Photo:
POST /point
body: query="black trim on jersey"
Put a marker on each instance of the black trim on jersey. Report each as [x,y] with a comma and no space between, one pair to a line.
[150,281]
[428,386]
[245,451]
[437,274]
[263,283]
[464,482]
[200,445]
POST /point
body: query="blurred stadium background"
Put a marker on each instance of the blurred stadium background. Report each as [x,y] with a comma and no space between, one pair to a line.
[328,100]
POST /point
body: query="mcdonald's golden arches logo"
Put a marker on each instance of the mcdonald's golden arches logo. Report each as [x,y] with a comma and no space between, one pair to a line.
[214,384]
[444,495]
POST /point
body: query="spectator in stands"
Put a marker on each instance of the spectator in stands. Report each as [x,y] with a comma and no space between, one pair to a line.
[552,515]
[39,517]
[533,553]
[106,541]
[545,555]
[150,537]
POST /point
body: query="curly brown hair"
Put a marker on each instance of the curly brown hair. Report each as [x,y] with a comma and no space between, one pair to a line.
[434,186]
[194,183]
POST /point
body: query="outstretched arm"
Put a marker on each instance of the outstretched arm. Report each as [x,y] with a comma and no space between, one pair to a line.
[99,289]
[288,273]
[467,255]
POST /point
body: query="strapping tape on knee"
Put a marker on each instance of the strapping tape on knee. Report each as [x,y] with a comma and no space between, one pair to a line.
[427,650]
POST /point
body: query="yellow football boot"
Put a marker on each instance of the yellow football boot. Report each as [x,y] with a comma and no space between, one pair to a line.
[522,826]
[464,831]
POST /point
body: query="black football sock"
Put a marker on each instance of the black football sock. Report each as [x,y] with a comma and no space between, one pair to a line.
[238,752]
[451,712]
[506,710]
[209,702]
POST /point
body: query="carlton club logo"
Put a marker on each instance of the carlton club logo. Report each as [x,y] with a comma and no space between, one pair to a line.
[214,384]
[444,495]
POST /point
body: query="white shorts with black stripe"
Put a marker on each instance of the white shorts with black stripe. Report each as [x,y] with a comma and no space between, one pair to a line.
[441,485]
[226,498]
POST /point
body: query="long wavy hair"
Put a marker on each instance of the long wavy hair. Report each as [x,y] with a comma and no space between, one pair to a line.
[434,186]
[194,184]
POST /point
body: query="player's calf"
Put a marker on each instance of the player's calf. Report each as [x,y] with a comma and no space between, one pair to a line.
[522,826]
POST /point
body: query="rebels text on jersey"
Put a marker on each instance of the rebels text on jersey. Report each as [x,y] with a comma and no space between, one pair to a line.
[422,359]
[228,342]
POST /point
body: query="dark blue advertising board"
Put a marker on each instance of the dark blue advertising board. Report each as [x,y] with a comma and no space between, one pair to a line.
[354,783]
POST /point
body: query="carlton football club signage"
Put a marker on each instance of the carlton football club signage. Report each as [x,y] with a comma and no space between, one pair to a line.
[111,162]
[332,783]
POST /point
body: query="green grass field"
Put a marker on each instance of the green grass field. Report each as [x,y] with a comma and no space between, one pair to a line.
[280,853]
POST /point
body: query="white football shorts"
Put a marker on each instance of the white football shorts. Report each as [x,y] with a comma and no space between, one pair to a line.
========================================================================
- REQUIRED ACTION
Since the material above must be kept intact, output it exactly as it is.

- YOUR RESPONSE
Photo:
POST /point
body: query="black trim on jersey"
Put a marker on each instance of the black trim on jersey. Report each as [x,y] with a comma and no space between, one pair to a line.
[150,281]
[428,386]
[245,451]
[437,274]
[263,283]
[464,482]
[200,445]
POST /point
body: query="blurred stadium background"
Put a marker on each instance of the blurred stadium background. Report each as [x,y] with a comma and no space between, one pair to a line.
[328,100]
POST /point
body: query="mcdonald's golden arches logo"
Put a marker on each instance of the mcdonald's golden arches logo. Report each as [x,y] with a comma and no space between, one pair to a line.
[214,384]
[444,495]
POST /point
body: query="spectator in stands"
Put a marker on each instance of the spectator in stands. Report each as [x,y] with a comma and no space between, one pair to a line.
[552,515]
[39,517]
[533,553]
[106,541]
[545,555]
[150,537]
POST /point
body: query="curly brown hair"
Put a marker on each instance of the curly brown hair. Report each as [x,y] with a comma and no space between, one pair to a line.
[434,186]
[194,183]
POST /point
body: query="outstretched arm"
Put a marker on each instance of the outstretched arm. Report each as [x,y] with a comma and no space between, one pair to a line.
[99,289]
[288,273]
[467,255]
POST /point
body: query="strapping tape on knee"
Put a marker on each instance of the strapping tape on knee. Report each as [x,y] with a comma and no space between, one pair to a line.
[427,650]
POST /point
body: query="yellow football boot"
Put a marker on each instance of the yellow football boot. Report each as [x,y] with a comma and no space between, one pair to a line.
[522,826]
[464,831]
POST /point
body: query="black football sock"
Put a marker on each instance of the black football sock. Report each as [x,y] with a comma and no space between, one pair to a line.
[238,752]
[451,712]
[506,710]
[209,702]
POST /point
body: query="carlton club logo"
Put a marker on each instance of the carlton club logo. Report each as [x,y] with a comma and no space between, one pair to a line.
[214,384]
[444,495]
POST /point
body: query="white shorts with black stripe"
Put a marker on each instance of the white shorts with black stripe. Report each as [x,y] with a comma and no space between, one pair to a line.
[441,485]
[226,498]
POST /point
body: query="long wavy hair"
Put a marker on each instance of the long wavy hair. Report each as [x,y] with a comma and no space between, one pair to a line.
[434,186]
[194,184]
POST /point
body: query="player's calf"
Put a marker on each instance of the player's calf. Report each as [x,y] with a comma and no space between, one pair to a line.
[522,826]
POST /point
body: query="rebels text on jersey"
Put a marker on each instance of the rebels text on jersey. Report each as [x,y] with a comma and no space between, one pair to a line.
[422,359]
[228,342]
POST /point
body: query="dark blue advertising board"
Put a marker on each instance of the dark blue advertising board. Report each as [x,y] with a comma and no space between, one pair to a line.
[354,783]
POST /point
body: query="carlton football club signage"
Put a marker on each instance of the carlton football club signage. Report each as [x,y] with a comma and no space between, one pair to a line.
[111,162]
[332,783]
POST /point
body: query="green grass field"
Put a marker on each instance of the green grass field. Report each as [x,y] with a comma and no space between, one pair to a line.
[280,853]
POST /point
body: query="white football shorts"
Put a marker on each instance of the white football shorts. Report each as [x,y] with a comma and no space between, one pair to a line.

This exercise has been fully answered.